Record excerpts —

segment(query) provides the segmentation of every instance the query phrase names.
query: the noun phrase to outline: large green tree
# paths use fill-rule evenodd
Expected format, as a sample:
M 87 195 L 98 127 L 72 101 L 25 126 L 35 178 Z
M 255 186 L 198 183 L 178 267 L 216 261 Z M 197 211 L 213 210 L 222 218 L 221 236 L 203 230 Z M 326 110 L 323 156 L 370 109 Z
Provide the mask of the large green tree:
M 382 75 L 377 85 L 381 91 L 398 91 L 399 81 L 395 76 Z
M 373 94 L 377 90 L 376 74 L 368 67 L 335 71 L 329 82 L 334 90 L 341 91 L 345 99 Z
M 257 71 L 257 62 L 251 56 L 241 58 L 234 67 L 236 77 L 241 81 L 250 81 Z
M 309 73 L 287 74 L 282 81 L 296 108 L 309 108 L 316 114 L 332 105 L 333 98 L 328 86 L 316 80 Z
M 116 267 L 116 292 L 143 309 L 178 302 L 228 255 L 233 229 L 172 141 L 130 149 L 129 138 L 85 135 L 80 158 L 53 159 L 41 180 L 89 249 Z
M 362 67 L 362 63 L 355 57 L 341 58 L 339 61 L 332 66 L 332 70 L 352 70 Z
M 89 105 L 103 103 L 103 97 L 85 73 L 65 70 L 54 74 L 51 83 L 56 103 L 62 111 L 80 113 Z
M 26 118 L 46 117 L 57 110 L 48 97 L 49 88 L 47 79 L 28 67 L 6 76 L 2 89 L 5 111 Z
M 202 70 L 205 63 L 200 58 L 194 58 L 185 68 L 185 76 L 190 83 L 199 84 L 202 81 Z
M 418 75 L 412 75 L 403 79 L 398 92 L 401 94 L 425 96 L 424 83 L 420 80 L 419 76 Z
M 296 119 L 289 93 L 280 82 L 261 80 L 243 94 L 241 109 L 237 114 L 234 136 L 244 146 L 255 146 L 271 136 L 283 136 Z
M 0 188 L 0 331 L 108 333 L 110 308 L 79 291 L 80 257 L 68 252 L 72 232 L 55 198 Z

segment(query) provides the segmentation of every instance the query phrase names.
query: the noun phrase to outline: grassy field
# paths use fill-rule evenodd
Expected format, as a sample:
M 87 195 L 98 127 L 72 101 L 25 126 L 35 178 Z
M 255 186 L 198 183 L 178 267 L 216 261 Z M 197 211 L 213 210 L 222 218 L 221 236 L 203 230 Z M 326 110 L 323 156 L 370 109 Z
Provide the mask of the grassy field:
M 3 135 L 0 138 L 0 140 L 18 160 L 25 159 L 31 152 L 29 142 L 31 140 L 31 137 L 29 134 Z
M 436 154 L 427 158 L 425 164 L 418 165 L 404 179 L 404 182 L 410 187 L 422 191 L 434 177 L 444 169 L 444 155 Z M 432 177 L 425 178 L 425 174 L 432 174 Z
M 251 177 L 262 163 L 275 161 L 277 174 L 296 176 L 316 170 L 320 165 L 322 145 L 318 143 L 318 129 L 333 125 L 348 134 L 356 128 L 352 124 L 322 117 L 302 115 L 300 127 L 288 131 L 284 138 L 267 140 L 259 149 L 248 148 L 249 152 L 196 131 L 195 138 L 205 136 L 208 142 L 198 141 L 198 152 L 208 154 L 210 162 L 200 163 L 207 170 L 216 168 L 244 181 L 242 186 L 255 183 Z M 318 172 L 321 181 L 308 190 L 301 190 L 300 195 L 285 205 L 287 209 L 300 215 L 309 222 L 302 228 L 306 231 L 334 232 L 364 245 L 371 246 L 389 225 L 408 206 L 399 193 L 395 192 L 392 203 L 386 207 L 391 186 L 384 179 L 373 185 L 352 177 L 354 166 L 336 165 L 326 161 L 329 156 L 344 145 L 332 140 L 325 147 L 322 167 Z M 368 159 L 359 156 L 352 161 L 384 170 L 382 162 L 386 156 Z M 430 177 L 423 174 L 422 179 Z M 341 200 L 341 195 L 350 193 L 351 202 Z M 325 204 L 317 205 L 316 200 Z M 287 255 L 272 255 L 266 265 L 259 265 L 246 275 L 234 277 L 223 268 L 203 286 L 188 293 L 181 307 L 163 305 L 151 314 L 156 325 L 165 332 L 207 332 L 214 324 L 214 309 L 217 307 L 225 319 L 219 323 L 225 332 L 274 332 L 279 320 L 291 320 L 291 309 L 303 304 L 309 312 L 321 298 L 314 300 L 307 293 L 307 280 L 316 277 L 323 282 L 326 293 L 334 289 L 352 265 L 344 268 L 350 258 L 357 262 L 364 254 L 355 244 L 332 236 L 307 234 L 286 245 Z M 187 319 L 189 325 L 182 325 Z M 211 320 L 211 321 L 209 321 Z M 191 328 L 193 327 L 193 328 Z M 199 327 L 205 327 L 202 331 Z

Goal — Rewrite everything from the start of the listing down to and including the line that contains "M 202 70 L 205", putting "big leafy tree" wherever "large green tree" appears and changing nothing else.

Result of the exercise —
segment(query) provides the segmentation of every instance the query phrase names.
query: the noun phrase to outline: big leafy tree
# paths use fill-rule evenodd
Expected format, as a sample:
M 87 195 L 98 127 L 72 101 L 25 126 L 35 178 Z
M 255 186 L 198 183 L 178 267 L 216 261 Z M 197 211 L 213 210 L 222 218 L 221 236 L 203 230 Z M 326 110 L 323 156 L 370 109 Z
Provide the mask of the big leafy tree:
M 382 75 L 377 85 L 381 91 L 398 91 L 399 81 L 395 76 Z
M 373 94 L 377 90 L 376 74 L 368 67 L 335 71 L 329 82 L 334 90 L 341 91 L 345 99 Z
M 257 71 L 257 62 L 251 56 L 241 58 L 234 67 L 236 77 L 241 81 L 250 81 Z
M 309 73 L 287 74 L 282 81 L 296 108 L 309 108 L 316 114 L 332 105 L 333 98 L 328 86 L 316 80 Z
M 116 267 L 116 292 L 143 309 L 178 302 L 228 255 L 233 229 L 172 141 L 130 149 L 129 138 L 85 135 L 80 158 L 53 159 L 41 180 L 89 249 Z
M 362 67 L 362 63 L 355 57 L 341 58 L 339 61 L 332 66 L 332 70 L 352 70 Z
M 89 105 L 103 103 L 103 97 L 85 73 L 65 70 L 54 74 L 51 83 L 56 103 L 62 111 L 80 113 Z
M 26 118 L 46 117 L 57 110 L 48 97 L 49 88 L 47 79 L 28 67 L 6 76 L 2 89 L 5 111 Z
M 202 70 L 205 63 L 200 58 L 194 58 L 185 68 L 185 76 L 190 83 L 199 84 L 202 81 Z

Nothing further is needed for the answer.